*** RECORDED DATA Section Begins ***

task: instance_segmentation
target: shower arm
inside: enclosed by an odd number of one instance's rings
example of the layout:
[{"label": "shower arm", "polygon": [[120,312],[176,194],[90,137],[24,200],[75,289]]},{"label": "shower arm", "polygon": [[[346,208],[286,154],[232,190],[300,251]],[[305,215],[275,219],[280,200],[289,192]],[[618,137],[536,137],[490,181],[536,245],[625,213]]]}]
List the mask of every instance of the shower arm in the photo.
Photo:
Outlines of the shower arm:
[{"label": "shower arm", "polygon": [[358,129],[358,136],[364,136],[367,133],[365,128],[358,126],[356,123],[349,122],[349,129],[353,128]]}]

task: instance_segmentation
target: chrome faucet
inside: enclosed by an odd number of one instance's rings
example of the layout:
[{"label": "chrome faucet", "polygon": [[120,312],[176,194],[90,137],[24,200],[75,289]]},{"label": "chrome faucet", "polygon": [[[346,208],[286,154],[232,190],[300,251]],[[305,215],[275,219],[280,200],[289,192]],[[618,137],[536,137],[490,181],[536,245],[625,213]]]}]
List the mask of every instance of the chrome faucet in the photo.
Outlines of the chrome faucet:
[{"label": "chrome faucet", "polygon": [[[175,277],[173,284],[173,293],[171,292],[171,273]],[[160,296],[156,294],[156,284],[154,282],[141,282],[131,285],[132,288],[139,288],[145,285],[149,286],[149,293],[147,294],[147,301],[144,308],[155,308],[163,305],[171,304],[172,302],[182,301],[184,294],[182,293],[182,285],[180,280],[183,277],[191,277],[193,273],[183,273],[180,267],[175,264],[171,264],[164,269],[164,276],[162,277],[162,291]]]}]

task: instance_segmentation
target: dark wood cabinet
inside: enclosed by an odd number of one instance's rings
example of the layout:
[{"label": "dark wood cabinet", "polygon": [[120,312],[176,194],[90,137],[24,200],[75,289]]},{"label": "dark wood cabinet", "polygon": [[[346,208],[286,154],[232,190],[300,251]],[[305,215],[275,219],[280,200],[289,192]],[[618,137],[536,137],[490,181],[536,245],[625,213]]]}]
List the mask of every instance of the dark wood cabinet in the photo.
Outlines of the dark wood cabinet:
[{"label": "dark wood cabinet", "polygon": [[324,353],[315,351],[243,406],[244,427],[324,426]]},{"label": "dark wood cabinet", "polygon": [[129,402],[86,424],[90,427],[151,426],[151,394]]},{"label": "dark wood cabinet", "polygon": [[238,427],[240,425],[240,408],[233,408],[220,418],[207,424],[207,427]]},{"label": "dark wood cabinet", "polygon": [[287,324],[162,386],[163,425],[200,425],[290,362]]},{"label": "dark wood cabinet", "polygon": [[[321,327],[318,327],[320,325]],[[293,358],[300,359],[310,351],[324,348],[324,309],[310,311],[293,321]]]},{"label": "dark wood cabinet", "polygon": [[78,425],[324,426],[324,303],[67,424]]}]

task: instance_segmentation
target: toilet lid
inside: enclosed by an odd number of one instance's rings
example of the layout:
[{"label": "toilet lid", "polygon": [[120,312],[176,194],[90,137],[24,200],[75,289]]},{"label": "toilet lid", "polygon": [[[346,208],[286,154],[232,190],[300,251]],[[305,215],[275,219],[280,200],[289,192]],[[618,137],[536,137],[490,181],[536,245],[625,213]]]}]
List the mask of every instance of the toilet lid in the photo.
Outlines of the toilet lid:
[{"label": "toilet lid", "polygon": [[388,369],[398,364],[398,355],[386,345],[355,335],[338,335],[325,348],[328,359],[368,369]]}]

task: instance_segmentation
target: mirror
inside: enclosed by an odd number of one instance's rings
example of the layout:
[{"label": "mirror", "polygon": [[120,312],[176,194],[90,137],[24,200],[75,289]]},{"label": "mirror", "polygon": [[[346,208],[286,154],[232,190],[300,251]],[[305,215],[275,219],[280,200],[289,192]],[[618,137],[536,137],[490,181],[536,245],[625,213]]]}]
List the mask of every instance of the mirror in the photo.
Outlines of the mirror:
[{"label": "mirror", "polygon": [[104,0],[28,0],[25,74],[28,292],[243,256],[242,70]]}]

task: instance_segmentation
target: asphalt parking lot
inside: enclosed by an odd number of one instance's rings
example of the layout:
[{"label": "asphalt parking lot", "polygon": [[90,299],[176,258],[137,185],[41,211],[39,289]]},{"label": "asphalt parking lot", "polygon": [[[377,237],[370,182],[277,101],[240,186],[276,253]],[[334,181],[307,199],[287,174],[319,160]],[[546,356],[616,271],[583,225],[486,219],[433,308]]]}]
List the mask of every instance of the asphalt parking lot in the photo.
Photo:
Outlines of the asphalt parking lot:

*** RECORDED DATA Section Ends ***

- [EXERCISE GOAL]: When a line in the material above contains the word "asphalt", copy that line out.

- [RESULT OF THIS TASK]:
target: asphalt parking lot
[{"label": "asphalt parking lot", "polygon": [[90,299],[176,258],[137,185],[41,211],[39,289]]},{"label": "asphalt parking lot", "polygon": [[[377,237],[370,182],[277,101],[240,186],[276,253]],[[334,181],[307,199],[287,174],[319,160]],[[546,356],[616,271],[583,225],[486,219],[433,308]]]}]
List the mask of every instance of the asphalt parking lot in the photo.
Outlines of the asphalt parking lot:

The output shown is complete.